Records of labeled points:
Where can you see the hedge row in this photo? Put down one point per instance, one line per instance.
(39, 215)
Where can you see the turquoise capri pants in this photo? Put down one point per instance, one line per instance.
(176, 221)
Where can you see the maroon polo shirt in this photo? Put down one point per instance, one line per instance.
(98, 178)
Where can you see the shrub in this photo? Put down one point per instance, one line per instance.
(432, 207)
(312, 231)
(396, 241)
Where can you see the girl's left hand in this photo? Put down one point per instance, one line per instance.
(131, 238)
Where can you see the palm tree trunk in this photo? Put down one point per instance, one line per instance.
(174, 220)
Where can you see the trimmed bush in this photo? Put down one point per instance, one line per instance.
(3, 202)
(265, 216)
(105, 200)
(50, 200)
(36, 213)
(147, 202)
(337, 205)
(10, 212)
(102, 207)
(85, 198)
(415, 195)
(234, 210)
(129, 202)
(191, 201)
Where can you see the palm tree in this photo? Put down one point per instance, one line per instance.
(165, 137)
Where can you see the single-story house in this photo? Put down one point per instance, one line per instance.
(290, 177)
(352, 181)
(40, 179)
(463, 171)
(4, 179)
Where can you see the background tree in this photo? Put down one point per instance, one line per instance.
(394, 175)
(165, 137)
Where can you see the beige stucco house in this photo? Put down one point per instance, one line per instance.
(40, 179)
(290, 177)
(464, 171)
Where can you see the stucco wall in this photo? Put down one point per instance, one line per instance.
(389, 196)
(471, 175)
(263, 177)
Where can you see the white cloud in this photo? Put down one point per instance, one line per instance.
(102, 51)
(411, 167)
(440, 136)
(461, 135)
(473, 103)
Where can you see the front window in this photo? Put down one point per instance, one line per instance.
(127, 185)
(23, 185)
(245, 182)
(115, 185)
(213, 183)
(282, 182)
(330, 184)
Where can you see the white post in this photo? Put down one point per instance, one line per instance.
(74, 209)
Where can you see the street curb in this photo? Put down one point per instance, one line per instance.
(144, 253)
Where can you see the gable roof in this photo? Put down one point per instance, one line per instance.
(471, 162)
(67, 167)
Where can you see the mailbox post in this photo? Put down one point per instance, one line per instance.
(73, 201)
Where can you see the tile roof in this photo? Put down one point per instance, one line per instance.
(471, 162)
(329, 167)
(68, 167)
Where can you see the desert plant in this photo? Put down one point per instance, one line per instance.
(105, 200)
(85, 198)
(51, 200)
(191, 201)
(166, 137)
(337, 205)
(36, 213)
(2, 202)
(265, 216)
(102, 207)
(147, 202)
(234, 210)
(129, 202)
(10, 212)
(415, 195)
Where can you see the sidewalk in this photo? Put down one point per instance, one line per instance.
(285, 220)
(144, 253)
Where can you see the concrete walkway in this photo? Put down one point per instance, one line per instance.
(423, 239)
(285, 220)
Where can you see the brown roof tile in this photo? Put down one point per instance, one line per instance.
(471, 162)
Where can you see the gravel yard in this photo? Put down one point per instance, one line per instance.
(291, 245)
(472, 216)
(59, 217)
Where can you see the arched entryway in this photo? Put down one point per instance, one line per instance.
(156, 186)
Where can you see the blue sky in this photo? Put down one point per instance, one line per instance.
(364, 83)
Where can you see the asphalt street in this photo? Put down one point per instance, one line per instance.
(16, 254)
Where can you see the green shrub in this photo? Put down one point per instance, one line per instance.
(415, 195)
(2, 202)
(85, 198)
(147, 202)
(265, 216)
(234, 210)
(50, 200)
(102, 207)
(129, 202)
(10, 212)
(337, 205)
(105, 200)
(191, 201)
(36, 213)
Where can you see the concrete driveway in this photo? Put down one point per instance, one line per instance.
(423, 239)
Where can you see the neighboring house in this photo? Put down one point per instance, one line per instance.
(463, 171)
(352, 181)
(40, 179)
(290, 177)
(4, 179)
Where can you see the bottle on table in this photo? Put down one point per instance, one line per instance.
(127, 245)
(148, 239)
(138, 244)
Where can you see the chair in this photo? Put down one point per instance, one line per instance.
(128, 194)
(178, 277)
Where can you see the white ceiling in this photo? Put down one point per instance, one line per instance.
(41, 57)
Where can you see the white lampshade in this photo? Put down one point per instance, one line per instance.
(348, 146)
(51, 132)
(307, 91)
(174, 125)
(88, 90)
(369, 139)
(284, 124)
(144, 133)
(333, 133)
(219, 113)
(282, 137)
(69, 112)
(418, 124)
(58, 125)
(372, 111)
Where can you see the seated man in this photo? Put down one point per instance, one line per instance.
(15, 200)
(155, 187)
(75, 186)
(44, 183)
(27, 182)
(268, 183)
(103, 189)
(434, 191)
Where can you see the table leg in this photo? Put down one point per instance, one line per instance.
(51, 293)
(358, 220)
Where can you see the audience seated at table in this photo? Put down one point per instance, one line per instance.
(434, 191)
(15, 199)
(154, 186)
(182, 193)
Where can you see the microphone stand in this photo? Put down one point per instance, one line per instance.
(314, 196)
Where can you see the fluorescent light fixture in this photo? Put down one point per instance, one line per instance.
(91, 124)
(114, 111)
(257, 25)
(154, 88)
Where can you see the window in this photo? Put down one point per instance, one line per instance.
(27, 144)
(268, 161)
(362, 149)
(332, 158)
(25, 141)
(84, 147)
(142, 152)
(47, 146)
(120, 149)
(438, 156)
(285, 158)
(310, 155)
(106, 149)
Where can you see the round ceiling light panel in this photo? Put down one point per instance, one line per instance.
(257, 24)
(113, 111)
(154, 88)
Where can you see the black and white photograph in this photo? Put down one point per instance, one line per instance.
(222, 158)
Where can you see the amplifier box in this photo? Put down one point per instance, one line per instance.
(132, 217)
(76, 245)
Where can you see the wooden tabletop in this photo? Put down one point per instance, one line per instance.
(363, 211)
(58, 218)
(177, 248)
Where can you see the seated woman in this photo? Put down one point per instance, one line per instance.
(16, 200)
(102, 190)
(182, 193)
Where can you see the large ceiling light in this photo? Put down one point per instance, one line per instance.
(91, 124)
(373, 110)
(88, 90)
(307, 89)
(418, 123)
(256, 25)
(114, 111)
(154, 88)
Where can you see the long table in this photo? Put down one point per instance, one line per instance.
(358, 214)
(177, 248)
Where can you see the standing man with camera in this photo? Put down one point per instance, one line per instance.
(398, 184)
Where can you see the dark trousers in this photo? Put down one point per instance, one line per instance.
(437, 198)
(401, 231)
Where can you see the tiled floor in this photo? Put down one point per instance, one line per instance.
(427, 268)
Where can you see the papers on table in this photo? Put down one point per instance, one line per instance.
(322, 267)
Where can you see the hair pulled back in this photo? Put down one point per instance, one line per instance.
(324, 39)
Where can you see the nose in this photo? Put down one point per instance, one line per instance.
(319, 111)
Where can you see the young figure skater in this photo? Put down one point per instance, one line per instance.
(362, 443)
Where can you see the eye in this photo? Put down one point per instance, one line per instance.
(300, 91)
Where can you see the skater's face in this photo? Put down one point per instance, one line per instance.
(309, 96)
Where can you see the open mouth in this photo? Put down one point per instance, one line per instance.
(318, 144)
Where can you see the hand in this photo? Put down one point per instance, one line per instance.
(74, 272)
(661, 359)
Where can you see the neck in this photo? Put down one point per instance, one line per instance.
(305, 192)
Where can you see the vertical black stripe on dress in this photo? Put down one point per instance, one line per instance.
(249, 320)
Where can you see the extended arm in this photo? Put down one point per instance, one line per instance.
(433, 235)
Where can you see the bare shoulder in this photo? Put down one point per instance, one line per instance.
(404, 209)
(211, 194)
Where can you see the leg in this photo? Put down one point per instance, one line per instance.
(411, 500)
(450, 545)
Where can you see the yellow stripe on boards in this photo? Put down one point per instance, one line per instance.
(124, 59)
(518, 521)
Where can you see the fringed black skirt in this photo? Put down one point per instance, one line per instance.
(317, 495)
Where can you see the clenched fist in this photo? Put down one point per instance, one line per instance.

Set exercise: Write down the full listing again, exactly.

Final result:
Where can you see the hedge row in this photo? Put down one point per instance, one line per instance.
(39, 215)
Where can you see the turquoise capri pants in this photo? Put down one point per instance, one line per instance.
(176, 221)
Where can you see the maroon polo shirt in this photo? Put down one point per instance, one line per instance.
(98, 178)
Where can you see the shrub in this photo? Put down one point per instance, one line per instance.
(432, 207)
(312, 231)
(396, 241)
Where can you see the girl's left hand in this photo? Put down one point per instance, one line per instance.
(131, 238)
Where can you see the palm tree trunk in this photo? Put down one point per instance, one line per instance.
(174, 220)
Where can you see the trimmed bush in this photo? Put down one point per instance, one line per instance.
(3, 202)
(265, 216)
(105, 200)
(50, 200)
(36, 213)
(147, 202)
(337, 205)
(10, 212)
(102, 207)
(85, 198)
(415, 195)
(234, 210)
(129, 202)
(191, 201)
Where can you see the palm tree in this photo? Put down one point per instance, one line per instance.
(165, 137)
Where can you see the single-story house in this photo? Put down one point per instance, one line per instance.
(290, 177)
(352, 181)
(40, 179)
(463, 171)
(4, 179)
Where can you see the background tree in this photo? Put down one point per instance, one line per instance.
(394, 175)
(165, 137)
Where can you see the beige stucco house in this photo? Put down one point per instance, one line per instance.
(40, 179)
(290, 177)
(464, 171)
Where can you see the stucco wall in this photo? Put down one point per instance, one line per instance.
(389, 196)
(471, 175)
(263, 177)
Where can you see the white cloud in this photo? Put down one point per instance, one line per instance.
(102, 51)
(411, 167)
(440, 136)
(461, 135)
(473, 103)
Where can you see the front window in this photo? Put down one point per instance, one line per instance.
(127, 185)
(23, 185)
(245, 182)
(115, 185)
(213, 183)
(282, 182)
(330, 184)
Where can you see the white post in this photo? Put down one point per instance, one line per instance.
(74, 209)
Where can you see the street curb in this photo? Put down one point per instance, one line per instance.
(144, 253)
Where can you see the gable roof in this photo? Put down one point per instance, one line per instance.
(471, 162)
(67, 167)
Where can you see the mailbox post in this photo? Put down one point per instance, one line per instance.
(73, 201)
Where can you see the tile roof in this photo? Put down one point per instance, one line per instance.
(471, 162)
(329, 167)
(68, 167)
Where can you see the desert plant in this photo? Put down one point per instance, one line per instance.
(105, 200)
(85, 198)
(51, 200)
(191, 201)
(166, 137)
(337, 205)
(36, 213)
(2, 202)
(265, 216)
(102, 207)
(147, 202)
(234, 210)
(129, 202)
(10, 212)
(415, 195)
Where can you see the sidewalk in this photo? Put down one point per instance, one line per instance.
(285, 220)
(144, 253)
Where can you see the concrete walkway in this photo? Put down one point per instance, one line per instance.
(423, 239)
(285, 220)
Where can you see the brown roof tile in this photo? Put down one point per instance, one line per instance.
(471, 162)
Where can you see the gravel yard in this photo? Put down one point per instance, one line per instance.
(291, 245)
(472, 216)
(59, 217)
Where can you see the arched entryway in this photo? Put down one point per instance, one line per instance.
(156, 186)
Where can you see the blue sky in this photo? Put down one point per instance, one line per instance.
(364, 83)
Where can you see the asphalt street in this photo? Put down one point per instance, one line per instance.
(16, 254)
Where can you see the green shrub in this photo? Put down one point per instance, one line per instance.
(415, 195)
(2, 202)
(85, 198)
(147, 202)
(265, 216)
(234, 210)
(50, 200)
(102, 207)
(129, 202)
(10, 212)
(337, 205)
(105, 200)
(191, 201)
(36, 213)
Where can you see the concrete driveway in this photo? Put down one point per instance, one line per instance.
(423, 239)
Where can you see the neighboring house in this photo? Put down one point per instance, one line per instance.
(463, 171)
(352, 181)
(40, 179)
(290, 177)
(4, 179)
Where can you see the bottle on table in this photo? Put down one point per instance, one line per instance.
(127, 245)
(148, 239)
(138, 244)
Where can you see the chair in this photo? Put down one point per instance, one line per instance.
(128, 194)
(178, 277)
Where can you see the white ceiling in this photo? Put down one point per instance, one line per instance.
(41, 57)
Where can you see the white lampshade in this photo? Put down one point per instance, one line per instance.
(348, 146)
(51, 132)
(307, 91)
(174, 125)
(88, 90)
(369, 139)
(284, 124)
(144, 133)
(333, 133)
(219, 113)
(282, 137)
(69, 112)
(418, 124)
(58, 125)
(372, 111)
Where can you see the seated man in this photo? Put down one point per instance, one line per instance.
(15, 200)
(155, 187)
(75, 186)
(44, 183)
(27, 182)
(268, 183)
(103, 189)
(434, 191)
Where can you see the table leg in this photo? Put down one point per instance, one line per instance.
(51, 293)
(358, 220)
Where can you see the audience seated at table in this photo? Put down one point per instance, one line per instance.
(434, 191)
(15, 199)
(154, 186)
(182, 193)
Where can you see the microphone stand in this photo? Put down one point per instance, one line per instance.
(314, 196)
Where can you see the fluorescent light fixture in this photo? Put down one point per instance, one line per instance.
(91, 124)
(114, 111)
(257, 25)
(154, 88)
Where can you see the window in this photo? Put down one point per instance, one line per instance.
(27, 144)
(268, 161)
(362, 149)
(332, 158)
(25, 141)
(84, 147)
(142, 152)
(47, 146)
(120, 149)
(438, 156)
(285, 158)
(310, 155)
(106, 149)
Where can you see the round ceiling light panel in this photo? Put down one point per instance, one line per instance.
(257, 24)
(113, 111)
(154, 88)
Where can you see the black and white photograph in this photo? Put down one point per instance, one line per instance.
(222, 158)
Where can you see the amplifier box in this photo? Put down one point per instance, one line per instance.
(132, 217)
(76, 245)
Where can you see the wooden tabletop in this photo? Put down one point per instance, one line per instance.
(363, 211)
(58, 218)
(177, 248)
Where can you see the seated woman in this photo? Put down one point per instance, one line per instance.
(16, 200)
(102, 190)
(182, 193)
Where can you see the large ceiling light in this photo? Put down one point per instance, one line per instance.
(91, 124)
(373, 110)
(88, 90)
(307, 89)
(418, 123)
(256, 25)
(114, 111)
(154, 88)
Where can you see the long table in this photo? Put down one point per instance, one line per instance.
(358, 214)
(177, 248)
Where can you see the standing man with camera in this photo? Put down one point per instance, one line per instance.
(398, 184)
Where can you see the dark trousers in this photo? Put down one point per instance, one line per instance.
(437, 198)
(401, 231)
Where can you see the tiled floor in this photo? Put down one point per instance, one line per instance.
(427, 268)
Where can you see the papers on table in this photo? Put down one point per instance, one line per instance.
(322, 267)
Where can you see the hair pulled back in this photo? Put down one point per instance, one line per instance.
(324, 39)
Where can you see the nose in this photo? Put down one point per instance, one line per instance.
(319, 111)
Where can you see the young figure skater in this photo? Put down one point per instance, one line per instance.
(362, 443)
Where can you see the eye in this photo? Put down one point per instance, one line per instance.
(300, 91)
Where can you see the skater's face in this photo? Put down one point per instance, one line per instance.
(309, 96)
Where can you see the open mouth in this photo? Put down one point per instance, one line per instance.
(318, 144)
Where can you see the hand in this photo? Put down one point per instance, one line per instance.
(74, 272)
(661, 359)
Where can you see the neck in this photo? Put down one point per instance, one line per instance.
(305, 192)
Where can you see the vertical black stripe on dress in this photo? Put down one point per instance, one line per instance.
(249, 320)
Where can you see the extended arm in this photo? Put down one point per instance, one line per instance.
(433, 235)
Where can you see the bare shoulder in this photo? Put down one point per instance, one line per instance.
(404, 209)
(211, 194)
Where can you see the leg in this photo? Put down one point per instance, one line per instance.
(411, 500)
(450, 545)
Where can you see the yellow stripe on boards in this photo? Put down one point per instance, one line per instance.
(124, 59)
(518, 521)
Where can you see the fringed black skirt in this photo? Put down one point per instance, one line per instance.
(317, 495)
Where can you see the clenched fist in this photo? Put down one point per instance, one line per instance.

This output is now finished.